◆ WHAT TO PRODUCE
Turn the items, from the line holding "query (the noun phrase to segment): woman's ear" through the end of the items, both ends included, into a Markdown table with the columns No. and Line, numbering each row and leaving out blank lines.

(Records)
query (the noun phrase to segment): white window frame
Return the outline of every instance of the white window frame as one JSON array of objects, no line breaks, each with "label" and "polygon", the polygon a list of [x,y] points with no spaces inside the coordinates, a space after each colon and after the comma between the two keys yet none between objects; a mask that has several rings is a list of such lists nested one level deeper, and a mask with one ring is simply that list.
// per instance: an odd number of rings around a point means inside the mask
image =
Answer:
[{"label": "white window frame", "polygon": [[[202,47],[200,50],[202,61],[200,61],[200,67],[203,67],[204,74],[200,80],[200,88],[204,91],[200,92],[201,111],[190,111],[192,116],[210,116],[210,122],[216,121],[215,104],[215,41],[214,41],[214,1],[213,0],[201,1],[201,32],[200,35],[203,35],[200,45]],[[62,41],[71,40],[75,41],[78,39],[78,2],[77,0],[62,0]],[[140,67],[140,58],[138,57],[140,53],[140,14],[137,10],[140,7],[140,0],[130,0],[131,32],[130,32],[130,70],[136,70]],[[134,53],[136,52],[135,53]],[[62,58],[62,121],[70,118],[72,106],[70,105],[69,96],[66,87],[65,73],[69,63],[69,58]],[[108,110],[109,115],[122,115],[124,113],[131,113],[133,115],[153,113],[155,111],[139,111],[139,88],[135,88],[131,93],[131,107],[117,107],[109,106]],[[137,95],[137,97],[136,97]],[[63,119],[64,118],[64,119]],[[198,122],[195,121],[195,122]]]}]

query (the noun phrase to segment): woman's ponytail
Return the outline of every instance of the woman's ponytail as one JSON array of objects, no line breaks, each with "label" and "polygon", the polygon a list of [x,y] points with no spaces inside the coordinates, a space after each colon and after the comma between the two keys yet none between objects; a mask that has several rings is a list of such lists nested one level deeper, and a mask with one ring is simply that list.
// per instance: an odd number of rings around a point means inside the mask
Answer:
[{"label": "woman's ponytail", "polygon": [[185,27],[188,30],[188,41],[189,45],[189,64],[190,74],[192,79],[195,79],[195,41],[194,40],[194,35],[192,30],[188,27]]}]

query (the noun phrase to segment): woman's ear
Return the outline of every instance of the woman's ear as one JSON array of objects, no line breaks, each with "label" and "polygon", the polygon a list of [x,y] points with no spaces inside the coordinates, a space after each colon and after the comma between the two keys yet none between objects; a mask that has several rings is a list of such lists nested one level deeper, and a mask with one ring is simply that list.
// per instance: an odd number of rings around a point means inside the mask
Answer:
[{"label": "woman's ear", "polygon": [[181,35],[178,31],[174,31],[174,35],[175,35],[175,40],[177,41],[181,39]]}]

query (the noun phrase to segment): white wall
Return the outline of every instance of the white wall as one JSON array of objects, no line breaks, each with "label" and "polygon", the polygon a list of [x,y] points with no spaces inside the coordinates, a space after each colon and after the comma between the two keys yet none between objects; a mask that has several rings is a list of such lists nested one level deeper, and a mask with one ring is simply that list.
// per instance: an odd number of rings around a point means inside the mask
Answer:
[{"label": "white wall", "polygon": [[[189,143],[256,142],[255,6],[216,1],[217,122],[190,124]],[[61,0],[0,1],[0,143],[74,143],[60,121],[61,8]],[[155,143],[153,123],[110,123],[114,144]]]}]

◆ FULL ANSWER
| No. | Line |
|---|---|
| 1 | query (the noun phrase to segment): woman's ear |
| 2 | Return the outline of every instance of the woman's ear as one JSON array of objects, no line breaks, each with "label" and "polygon", the polygon a list of [x,y] points with no spaces inside the coordinates, a space after each colon and after the comma between the two keys yet none between objects; a mask that has several rings is a list of such lists nested one level deeper, and a mask with one ring is simply that list. |
| 3 | // per instance: an odd number of rings around a point means inside the mask |
| 4 | Answer: |
| 5 | [{"label": "woman's ear", "polygon": [[181,35],[178,31],[174,31],[174,35],[175,35],[175,40],[177,41],[181,39]]}] |
| 6 | query (the noun phrase to segment): white wall |
| 7 | Return the outline of every instance of the white wall as one JSON array of objects, no line breaks, each with "label" and "polygon", the polygon a list of [x,y] points with no spaces inside the coordinates, a space after each colon and after the comma between the two keys yet none between objects; a mask that has several rings is a list of such lists nested one level deeper, and a mask with one ring is simply that list. |
| 8 | // per instance: an odd number of rings around a point means inside the mask |
| 9 | Answer: |
| 10 | [{"label": "white wall", "polygon": [[[189,143],[256,142],[255,6],[216,1],[217,122],[190,124]],[[61,0],[0,1],[0,143],[74,143],[60,121],[61,8]],[[155,143],[153,123],[110,123],[114,144]]]}] |